───── Data provided ─────
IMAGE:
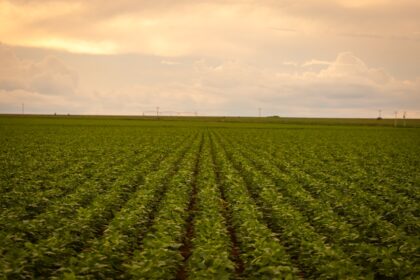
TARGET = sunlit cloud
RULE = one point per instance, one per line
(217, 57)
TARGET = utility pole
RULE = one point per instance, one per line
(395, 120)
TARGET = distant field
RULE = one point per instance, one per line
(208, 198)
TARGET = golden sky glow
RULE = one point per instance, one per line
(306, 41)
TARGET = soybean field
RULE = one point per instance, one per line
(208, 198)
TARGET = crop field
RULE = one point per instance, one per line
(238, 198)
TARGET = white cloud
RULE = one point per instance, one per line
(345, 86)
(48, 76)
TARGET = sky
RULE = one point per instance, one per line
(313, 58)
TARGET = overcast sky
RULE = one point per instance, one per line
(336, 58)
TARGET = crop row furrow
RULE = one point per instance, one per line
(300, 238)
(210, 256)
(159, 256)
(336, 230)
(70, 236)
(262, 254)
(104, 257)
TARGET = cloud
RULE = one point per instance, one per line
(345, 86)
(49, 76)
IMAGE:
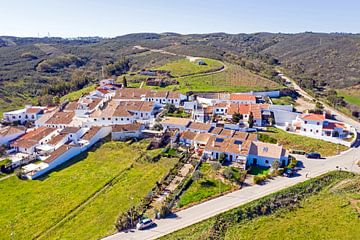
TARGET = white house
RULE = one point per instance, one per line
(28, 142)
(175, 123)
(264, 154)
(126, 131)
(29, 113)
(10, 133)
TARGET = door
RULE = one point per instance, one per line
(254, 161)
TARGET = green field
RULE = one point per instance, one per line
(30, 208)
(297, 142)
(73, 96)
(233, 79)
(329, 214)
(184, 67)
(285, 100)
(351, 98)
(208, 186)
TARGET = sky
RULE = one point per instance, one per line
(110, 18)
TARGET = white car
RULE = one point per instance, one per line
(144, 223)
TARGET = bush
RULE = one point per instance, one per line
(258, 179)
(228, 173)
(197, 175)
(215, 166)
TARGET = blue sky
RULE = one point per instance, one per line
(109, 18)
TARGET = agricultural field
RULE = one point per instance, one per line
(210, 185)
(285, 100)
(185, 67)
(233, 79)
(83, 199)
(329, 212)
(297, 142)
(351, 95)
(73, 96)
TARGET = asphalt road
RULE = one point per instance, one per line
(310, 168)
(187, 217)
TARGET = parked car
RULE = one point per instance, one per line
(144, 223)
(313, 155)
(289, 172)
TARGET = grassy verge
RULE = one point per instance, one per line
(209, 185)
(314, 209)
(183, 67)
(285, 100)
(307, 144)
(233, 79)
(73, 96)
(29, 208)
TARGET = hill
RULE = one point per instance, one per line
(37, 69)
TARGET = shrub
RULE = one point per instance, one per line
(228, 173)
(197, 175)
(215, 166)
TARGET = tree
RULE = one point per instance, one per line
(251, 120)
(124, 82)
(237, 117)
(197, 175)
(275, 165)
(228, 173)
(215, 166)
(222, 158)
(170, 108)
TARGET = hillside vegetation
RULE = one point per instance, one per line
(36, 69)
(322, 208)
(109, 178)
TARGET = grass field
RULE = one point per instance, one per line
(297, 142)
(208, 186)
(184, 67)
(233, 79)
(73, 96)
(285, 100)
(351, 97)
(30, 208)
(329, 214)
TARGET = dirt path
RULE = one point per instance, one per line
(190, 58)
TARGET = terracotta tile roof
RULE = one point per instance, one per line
─────
───── Data provided ─────
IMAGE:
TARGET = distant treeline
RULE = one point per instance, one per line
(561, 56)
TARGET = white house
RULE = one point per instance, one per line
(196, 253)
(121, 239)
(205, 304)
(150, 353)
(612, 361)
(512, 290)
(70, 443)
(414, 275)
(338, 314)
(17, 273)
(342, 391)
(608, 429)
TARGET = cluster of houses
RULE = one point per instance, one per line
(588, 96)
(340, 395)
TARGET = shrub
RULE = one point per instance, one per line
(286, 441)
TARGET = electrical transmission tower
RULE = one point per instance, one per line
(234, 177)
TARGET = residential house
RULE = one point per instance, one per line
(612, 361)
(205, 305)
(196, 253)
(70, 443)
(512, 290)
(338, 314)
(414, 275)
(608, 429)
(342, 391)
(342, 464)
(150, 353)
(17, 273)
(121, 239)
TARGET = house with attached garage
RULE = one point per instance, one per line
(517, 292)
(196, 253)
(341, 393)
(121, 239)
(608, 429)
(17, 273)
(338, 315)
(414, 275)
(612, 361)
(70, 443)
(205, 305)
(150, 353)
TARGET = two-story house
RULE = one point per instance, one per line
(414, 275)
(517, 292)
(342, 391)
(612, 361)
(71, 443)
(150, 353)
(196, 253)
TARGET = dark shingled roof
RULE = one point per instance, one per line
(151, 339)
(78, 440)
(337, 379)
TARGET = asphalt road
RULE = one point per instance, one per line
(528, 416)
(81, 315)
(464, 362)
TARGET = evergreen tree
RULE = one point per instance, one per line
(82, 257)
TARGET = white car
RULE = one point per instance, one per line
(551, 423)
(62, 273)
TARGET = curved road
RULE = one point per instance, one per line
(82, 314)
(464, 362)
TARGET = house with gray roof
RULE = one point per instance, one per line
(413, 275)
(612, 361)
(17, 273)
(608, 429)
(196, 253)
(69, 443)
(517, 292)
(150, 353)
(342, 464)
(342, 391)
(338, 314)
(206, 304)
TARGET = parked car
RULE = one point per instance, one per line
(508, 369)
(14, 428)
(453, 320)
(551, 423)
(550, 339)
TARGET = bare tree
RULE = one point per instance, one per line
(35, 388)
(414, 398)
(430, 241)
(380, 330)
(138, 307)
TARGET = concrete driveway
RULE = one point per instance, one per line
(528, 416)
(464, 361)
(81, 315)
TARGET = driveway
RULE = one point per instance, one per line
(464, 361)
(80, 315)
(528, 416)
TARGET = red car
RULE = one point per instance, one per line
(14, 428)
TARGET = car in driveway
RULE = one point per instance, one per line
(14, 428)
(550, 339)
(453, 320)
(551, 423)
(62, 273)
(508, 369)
─────
───── Data provided ─────
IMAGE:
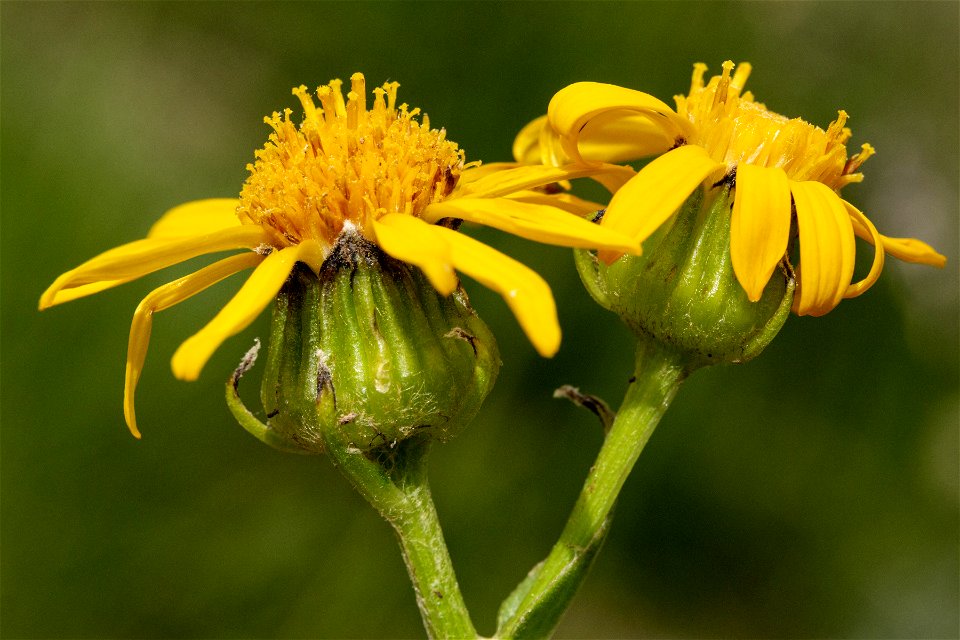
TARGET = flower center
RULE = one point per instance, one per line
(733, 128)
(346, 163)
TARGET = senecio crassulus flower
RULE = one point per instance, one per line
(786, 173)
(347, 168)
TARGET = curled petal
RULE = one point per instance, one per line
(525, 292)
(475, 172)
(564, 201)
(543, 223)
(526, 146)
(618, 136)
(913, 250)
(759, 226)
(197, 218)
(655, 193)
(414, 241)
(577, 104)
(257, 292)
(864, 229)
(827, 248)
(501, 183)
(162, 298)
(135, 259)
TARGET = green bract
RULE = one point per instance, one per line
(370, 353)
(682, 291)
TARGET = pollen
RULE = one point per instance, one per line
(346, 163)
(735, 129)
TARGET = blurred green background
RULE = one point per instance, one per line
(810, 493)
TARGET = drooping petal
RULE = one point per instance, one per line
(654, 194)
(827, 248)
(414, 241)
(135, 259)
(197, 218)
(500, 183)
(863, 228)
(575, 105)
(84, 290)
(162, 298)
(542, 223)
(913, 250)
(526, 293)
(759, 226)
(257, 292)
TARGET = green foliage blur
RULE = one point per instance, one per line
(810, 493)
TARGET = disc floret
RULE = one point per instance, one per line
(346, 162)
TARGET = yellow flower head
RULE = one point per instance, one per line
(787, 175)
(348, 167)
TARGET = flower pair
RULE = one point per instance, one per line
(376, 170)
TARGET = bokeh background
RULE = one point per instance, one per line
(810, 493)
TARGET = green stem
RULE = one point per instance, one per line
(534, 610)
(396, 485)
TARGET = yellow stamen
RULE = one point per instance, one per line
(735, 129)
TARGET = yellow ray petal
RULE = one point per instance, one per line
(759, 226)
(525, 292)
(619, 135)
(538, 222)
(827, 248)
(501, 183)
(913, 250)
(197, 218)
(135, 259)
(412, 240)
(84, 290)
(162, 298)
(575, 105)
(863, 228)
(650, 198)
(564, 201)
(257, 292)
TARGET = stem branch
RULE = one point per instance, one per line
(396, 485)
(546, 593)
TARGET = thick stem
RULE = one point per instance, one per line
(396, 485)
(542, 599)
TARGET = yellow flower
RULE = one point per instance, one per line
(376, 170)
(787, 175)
─────
*Task requirements*
Reproduce every line from the entries that holds the word "flower".

*Result for this exercise*
TARGET = flower center
TARGET = senecio crassulus flower
TARGET = yellow flower head
TARGET = flower pair
TARGET = yellow flower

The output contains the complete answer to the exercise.